Selected passage:
--------

Personal information
- Born: November 28, 1989 (age 36) Voroshilovgrad, Ukrainian SSR, Soviet Union
- Height: 1.73 m (5 ft 8 in)
- Weight: 63 kg (139 lb)

Medal record
Representing Ukraine
Women's athletics
Olympic Games
| Bronze medal – third place | 2012 London | 4 × 100 m relay |
European Championships
| Gold medal – first place | 2010 Barcelona | 4 × 100 metres relay |
| Silver medal – second place | 2010 Barcelona | 200 metres |
European Team Championships
| Gold medal – first place | 2010 Bergen | 200 m |
| Bronze medal – third place | 2017 Lille | 4 × 100 m relay |
European Junior Championships
| Silver medal – second place | 2007 Hengelo | 200 m |
| Silver medal – second place | 2007 Hengelo | 4 × 100 m relay |
Continental Cup
| Silver medal – second place | 2010 Split | 200 metres |
| Silver medal – second place | 2010 Split | 4 × 100 metre relay |
Universiade
| Gold medal – first place | 2011 Shenzhen | 4 × 100 m relay |
European Youth Olympic Festival
| Gold medal – first place | 2005 Lignano Sabbiadoro | 100 m |

= Yelyzaveta Bryzghina =

Ukrainian sprinter (born 1989)

Yelyzaveta Viktorivna Bryzhina (Єлизавета Вікторівна Бризгіна; born 18 November 1989, in Voroshilovgrad) is a Ukrainian sprint athlete specialising in the 100 metres.

Her personal best times are 11.42 seconds in the 100 m (outdoor), achieved in May 2016 in Kirovograd; and 22.44 seconds in the 200 metres, achieved in July 2010 in Barcelona.

==Personal life==
Bryzhina is the daughter of the successful Soviet athletes Olha Bryzhina and Viktor Bryzhin, and sister of Anastasiia Bryzgina.

Bryzhina was a student at the Luhansk Taras Shevchenko National University on a sports scholarship.

==Career==
Yelizaveta and her mother Olha have achieved the same best performance over 200 m of 22.44 seconds.

--------

Data extracts:
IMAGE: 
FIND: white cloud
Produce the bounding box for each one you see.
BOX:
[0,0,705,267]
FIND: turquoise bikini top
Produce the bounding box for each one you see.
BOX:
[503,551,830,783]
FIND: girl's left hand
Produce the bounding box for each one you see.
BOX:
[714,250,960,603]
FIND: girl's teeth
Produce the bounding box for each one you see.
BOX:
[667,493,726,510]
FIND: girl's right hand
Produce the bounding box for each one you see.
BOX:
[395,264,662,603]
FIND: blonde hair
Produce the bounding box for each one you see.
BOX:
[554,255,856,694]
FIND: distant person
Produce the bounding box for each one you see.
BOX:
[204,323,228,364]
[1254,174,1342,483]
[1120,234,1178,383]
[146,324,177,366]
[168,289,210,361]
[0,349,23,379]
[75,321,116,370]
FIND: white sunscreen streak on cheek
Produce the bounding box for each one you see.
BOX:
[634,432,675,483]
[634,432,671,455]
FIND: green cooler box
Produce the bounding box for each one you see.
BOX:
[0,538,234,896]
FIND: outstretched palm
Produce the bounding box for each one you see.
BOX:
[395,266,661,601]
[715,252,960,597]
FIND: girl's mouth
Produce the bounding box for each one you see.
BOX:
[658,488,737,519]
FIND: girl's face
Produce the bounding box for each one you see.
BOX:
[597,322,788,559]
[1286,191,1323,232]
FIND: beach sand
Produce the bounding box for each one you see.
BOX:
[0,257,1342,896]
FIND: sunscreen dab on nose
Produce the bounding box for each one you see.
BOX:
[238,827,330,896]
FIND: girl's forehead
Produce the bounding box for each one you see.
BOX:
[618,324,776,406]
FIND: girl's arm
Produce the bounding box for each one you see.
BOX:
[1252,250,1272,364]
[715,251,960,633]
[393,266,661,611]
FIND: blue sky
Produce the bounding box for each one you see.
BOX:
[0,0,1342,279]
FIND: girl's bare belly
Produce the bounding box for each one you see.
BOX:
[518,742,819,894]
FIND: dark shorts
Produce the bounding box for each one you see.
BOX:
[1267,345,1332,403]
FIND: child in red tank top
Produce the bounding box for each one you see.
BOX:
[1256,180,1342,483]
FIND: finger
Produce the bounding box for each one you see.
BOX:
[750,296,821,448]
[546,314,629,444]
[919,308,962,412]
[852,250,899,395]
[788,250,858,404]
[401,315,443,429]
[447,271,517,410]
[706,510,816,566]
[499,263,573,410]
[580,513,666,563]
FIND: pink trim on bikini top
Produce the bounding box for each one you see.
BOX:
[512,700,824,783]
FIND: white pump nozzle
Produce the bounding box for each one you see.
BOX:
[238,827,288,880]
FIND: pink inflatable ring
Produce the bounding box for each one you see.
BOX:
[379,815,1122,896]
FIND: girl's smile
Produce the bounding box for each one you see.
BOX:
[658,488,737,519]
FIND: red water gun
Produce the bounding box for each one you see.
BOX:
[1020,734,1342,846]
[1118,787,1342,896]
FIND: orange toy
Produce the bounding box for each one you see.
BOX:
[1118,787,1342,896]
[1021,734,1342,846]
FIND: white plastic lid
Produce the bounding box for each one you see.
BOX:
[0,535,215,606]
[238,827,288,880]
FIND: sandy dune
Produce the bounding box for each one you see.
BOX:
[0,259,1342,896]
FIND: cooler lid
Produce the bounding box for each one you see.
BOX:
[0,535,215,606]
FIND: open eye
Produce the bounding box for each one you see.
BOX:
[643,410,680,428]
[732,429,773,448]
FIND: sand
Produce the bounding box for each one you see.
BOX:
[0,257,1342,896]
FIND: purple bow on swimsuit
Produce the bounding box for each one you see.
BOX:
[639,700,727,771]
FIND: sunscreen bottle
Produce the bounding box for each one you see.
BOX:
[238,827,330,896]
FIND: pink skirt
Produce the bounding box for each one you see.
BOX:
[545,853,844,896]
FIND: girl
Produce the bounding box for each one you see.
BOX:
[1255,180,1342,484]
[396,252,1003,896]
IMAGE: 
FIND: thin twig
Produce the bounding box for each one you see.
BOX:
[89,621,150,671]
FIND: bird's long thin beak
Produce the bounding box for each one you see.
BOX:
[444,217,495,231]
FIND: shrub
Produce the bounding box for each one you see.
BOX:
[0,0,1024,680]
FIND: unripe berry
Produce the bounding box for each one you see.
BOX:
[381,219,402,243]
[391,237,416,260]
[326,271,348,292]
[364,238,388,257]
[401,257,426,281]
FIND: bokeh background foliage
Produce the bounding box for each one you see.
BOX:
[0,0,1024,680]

--------

Activity: In the profile of the Ukrainian sprinter, recast the paragraph beginning "Her personal best times are" as a two-item list, keeping each event, time, date and place. The rows are not needed for this work.

Solution below:
- 100 m (outdoor): 11.42 seconds, May 2016, Kirovograd
- 200 m: 22.44 seconds, July 2010, Barcelona